_Direction 1:_
Select each line of the entries below that contains the string "receives", treating uppercase and lowercase as distinct, and copy those lines.

_Page extract:_
You are pretty much spot on with your understanding re the fibres.

AR glass: They are coated with zirconium to give the required protection. It is an expensive material so be wary of cheaper prices which could be a cheaper, thinner coating, like some cheaper cars paintwork. Best to just suck up the high price and access a reputable dealer rather than go for cheaper stuff on the net. Being glass their melting point is around double that which they'll see in an oven. I've tested this in my kiln and they begin to melt at around 900C, so quite suitable for an oven but not for a kiln. They are widely used by the concrete counter top builders so readily available. The best thing about them to use is that they are softer to handle than the stainless needles, a good length to provide strength and disperse readily in the mix.

SS needles: If looking for them they're actual name is melt extract fibres. These are the industry standard for reinforcing refractory concretes. Because of their small size they have a large surface area to dissipate their heat to the refractory that surrounds them, unlike heavy rebar which will create thermal expansion issues. Being stainless gets around the rusting issue, but don't think stainless can't rust, it does, especially in environments where heat and moisture accelerate reactions, but way slower than mild steel. They're not called needles for nothing and create difficulties in placing the mix as well as sometimes leaving some sticking out of the edges of casts.I think this is the main reason most manufacturers don't use them as injuries are common. I usually get stuck at least once every time I use them.

Burnout fibres: These were originally developed to provide some strength to wet concrete and to reduce slump and shrinkage cracking. They do not provide strength to cured concrete. Being so fine they do not reduce the density of concretes so do not weaken the casts in the way perlite and vermiculite will.. Someone years ago decided to use them in concrete to provide a measure of fire protection. Or maybe they just discovered that by accident. If fire passes through a building expanding steam in the concrete wall has a tendency to create stem spalling, but if the concrete contains the fibres the steam is released. If the fire is really extreme the portland cement will die and the concrete is ruined, but in many cases the building structure is left intact. Being polypropylene mostly, although other materials have also been used, the fibres melt at 160C which is not far above the boiling point of water. I've tested these in an oven and yes they melt at almost exactly 160C. At that temperature they will be sucked into the refractory that surrounds them, then at a higher temperature simply burn away leaving a matrix of very fine pipes through which water vapour can pass. Regarding using them the greatest difficulty is their size because the smaller the fibre the greater the difficulty in getting it to disperse evenly into the mix.They tend to clump together. As a general rule they require around double the mixing time that you would normally use. I always pull them apart when adding them.

_Direction 2:_
Write the next part of the post on reinforcing fibres for concrete above, picking up after its final sentence.

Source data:
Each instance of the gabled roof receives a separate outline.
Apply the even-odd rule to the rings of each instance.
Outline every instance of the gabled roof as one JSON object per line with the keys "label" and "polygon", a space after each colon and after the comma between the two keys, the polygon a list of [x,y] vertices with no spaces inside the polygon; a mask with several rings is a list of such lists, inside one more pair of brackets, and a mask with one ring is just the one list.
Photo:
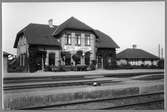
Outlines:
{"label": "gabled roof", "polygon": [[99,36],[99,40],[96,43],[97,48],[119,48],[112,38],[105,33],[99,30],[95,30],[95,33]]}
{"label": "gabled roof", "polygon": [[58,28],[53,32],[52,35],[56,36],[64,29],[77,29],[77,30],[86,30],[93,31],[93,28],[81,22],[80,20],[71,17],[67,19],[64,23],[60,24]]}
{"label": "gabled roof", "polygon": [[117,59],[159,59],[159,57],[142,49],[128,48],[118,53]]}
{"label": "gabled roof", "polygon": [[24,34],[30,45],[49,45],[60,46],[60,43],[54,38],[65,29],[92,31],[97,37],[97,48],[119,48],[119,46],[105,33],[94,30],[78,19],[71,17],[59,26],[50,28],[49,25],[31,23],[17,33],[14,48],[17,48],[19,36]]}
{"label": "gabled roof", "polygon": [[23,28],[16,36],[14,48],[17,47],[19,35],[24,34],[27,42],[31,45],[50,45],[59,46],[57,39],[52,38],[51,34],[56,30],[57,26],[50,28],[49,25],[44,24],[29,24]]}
* * *
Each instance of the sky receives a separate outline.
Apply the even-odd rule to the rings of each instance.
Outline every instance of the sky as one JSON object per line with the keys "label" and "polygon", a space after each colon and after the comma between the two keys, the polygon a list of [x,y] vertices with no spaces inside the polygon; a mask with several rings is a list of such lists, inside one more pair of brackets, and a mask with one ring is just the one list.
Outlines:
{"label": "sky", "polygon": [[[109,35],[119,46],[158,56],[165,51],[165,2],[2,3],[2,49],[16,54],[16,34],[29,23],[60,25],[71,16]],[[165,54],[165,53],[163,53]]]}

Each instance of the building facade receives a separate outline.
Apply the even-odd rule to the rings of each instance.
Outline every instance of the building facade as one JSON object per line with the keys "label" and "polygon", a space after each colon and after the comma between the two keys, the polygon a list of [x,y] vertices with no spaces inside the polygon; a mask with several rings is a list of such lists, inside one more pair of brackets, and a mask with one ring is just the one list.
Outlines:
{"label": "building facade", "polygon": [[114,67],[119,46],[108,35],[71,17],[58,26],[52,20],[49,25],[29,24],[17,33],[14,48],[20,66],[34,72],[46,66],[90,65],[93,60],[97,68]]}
--
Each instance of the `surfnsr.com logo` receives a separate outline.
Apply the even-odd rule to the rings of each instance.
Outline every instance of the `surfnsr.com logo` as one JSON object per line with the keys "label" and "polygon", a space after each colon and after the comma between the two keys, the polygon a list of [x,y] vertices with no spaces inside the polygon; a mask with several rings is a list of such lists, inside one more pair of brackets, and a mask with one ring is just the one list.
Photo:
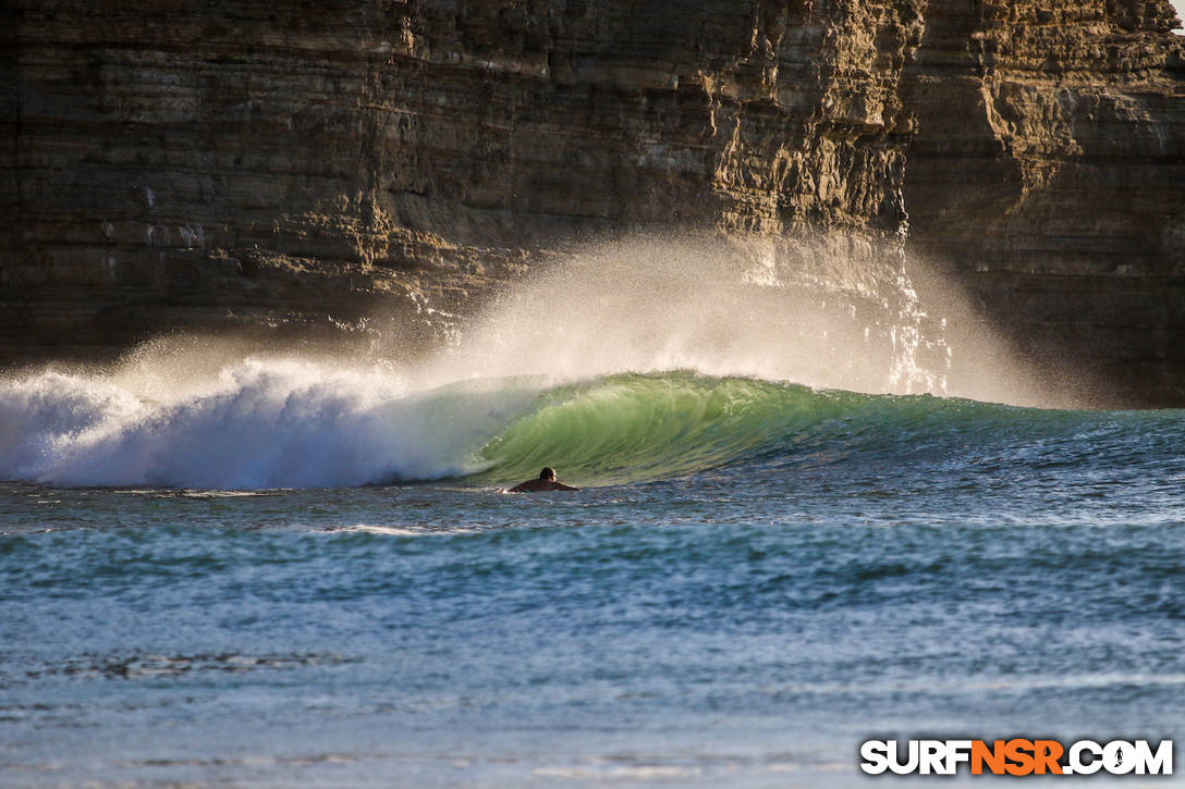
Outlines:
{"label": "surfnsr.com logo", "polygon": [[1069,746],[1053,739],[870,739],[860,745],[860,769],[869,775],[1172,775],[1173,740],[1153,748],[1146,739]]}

_Task answer 1:_
Each instance of the gabled roof receives a separate outline.
Each instance of the sky receives a separate outline.
Each instance of the building facade receives a separate outline.
Each instance of the `surfnsr.com logo` receives a separate outline.

_Task answer 2:_
Other fibres: I also use basalt fibres which are around the same price as the AR fibres, but have a range of sizes in the supplied batch. They also are difficult to disperse, but provide slightly higher strength than the AR fibres below 400C, although slightly lower strength above 400C. The others I've been experimenting with are nano fibres. I've tried carbon nanotubes and graphene nano fibre additions, but there are problems with even dispersion and as you can't see them it is not possible to tell how well mixed in they are.

I don't think your idea of perforating the surface of the casting will work too well because you'd need to get the holes deep into the cast rather than just the surface. The other problem is that all those holes will weaken the casting, but you're thinking along the right lines.

Other than AR glass, SS needles, and burnout, and then other than the weirder things you personally use, but which most other DIYers aren't using, such as basalt and graphene, have I overlooked any other structural or functional mixins to the concrete? I still don't feel that I've kept track of all the various things that are mixed into the cast concrete.

I realize standard burnout fibers are extremely fine and produce microscopic pipes and tubes, but what would happen if you produced larger tubes? For one thing, I was thinking about breaking up angel hair pasta and mixing it in.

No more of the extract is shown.